Records from a data source
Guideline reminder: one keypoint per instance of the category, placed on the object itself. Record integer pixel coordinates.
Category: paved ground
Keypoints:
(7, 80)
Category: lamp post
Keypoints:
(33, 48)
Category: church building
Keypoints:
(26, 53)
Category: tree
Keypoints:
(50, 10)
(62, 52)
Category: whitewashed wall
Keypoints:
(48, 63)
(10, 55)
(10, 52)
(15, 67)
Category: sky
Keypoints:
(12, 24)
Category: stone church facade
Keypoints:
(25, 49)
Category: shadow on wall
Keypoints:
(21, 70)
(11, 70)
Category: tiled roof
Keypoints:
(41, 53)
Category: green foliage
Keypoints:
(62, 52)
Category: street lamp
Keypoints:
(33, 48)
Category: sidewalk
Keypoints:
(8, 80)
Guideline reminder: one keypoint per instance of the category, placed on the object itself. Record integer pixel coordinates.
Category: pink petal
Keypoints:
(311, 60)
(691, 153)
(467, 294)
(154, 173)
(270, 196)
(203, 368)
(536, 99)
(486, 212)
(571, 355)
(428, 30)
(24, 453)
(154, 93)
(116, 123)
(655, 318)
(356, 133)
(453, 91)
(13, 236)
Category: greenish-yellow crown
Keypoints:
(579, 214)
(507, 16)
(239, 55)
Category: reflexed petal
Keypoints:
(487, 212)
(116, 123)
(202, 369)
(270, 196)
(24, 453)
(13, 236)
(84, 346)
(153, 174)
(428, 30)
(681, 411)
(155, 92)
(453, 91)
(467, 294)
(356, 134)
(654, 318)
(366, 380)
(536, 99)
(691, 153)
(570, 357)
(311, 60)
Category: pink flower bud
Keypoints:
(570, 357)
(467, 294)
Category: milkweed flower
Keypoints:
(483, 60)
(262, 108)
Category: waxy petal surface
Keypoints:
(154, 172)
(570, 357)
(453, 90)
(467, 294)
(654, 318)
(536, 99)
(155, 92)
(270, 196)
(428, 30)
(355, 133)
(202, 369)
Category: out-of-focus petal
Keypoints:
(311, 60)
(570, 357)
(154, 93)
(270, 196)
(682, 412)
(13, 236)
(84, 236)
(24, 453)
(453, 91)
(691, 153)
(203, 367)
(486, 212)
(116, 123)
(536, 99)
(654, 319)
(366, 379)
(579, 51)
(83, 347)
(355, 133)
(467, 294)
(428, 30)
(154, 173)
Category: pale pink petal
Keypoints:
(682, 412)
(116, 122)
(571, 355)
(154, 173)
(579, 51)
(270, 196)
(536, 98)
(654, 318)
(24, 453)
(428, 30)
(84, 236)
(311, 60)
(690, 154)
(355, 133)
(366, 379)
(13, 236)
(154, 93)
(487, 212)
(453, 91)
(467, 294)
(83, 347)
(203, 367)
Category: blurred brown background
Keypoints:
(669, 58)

--

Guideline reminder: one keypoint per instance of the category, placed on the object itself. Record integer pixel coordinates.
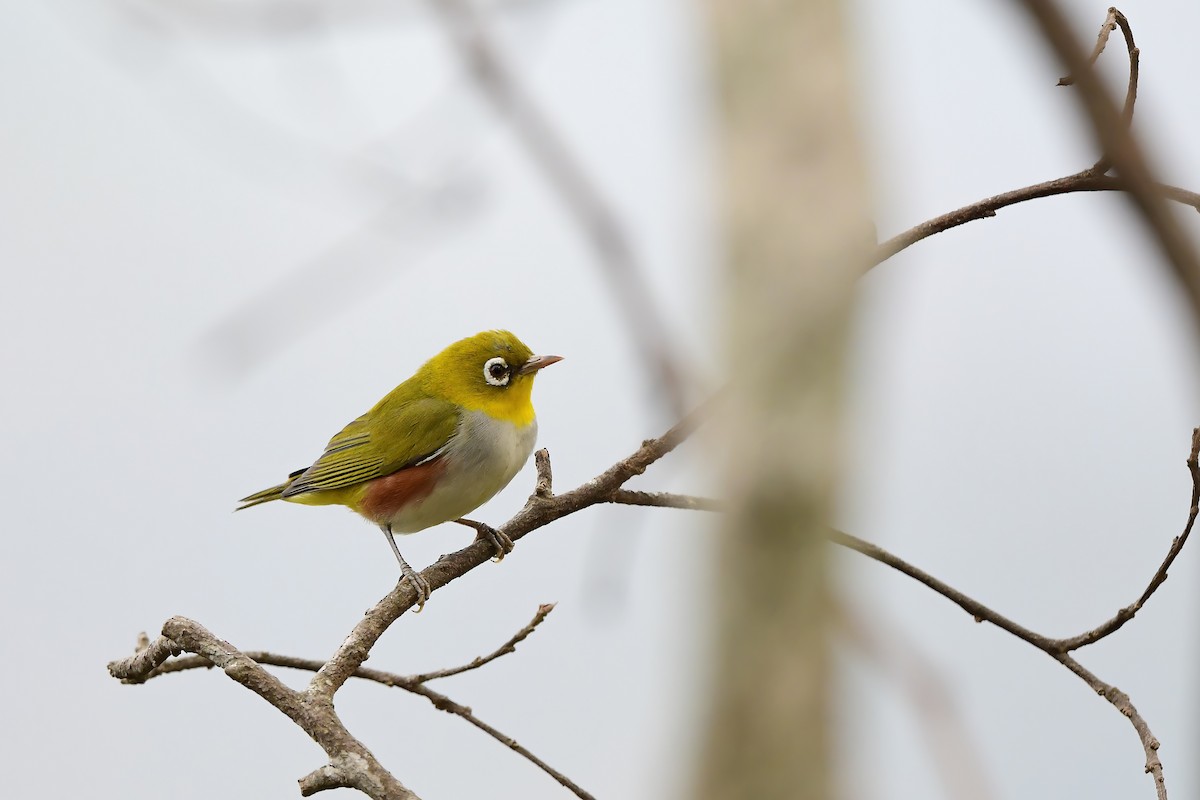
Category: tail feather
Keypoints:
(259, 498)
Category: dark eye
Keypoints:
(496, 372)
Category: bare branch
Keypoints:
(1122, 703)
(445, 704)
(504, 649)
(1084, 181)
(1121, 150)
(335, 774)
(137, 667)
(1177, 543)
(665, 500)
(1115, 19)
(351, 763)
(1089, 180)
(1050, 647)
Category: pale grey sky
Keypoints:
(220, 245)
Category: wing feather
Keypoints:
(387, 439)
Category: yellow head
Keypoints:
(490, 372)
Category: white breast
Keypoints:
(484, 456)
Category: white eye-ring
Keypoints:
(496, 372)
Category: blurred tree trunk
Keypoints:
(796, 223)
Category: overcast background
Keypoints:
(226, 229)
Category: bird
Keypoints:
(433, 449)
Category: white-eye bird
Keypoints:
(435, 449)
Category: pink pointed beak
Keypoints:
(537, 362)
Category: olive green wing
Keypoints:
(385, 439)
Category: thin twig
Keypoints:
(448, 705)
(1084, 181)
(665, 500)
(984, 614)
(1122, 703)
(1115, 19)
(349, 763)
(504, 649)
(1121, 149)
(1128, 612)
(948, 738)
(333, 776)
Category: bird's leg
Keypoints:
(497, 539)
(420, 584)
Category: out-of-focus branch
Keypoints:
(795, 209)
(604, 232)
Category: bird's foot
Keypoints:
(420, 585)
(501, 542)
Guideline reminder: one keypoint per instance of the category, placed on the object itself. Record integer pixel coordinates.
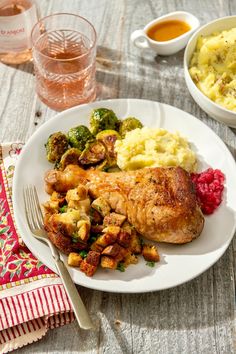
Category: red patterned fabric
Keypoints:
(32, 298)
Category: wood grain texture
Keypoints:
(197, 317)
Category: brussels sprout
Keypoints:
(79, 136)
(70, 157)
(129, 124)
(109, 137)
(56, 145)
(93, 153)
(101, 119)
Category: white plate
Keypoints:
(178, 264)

- Task statement
Which lines in the entries above contain the word "blurred"? Copy each of them in full.

- Correct result
Category: blurred brown background
Category: blurred tree trunk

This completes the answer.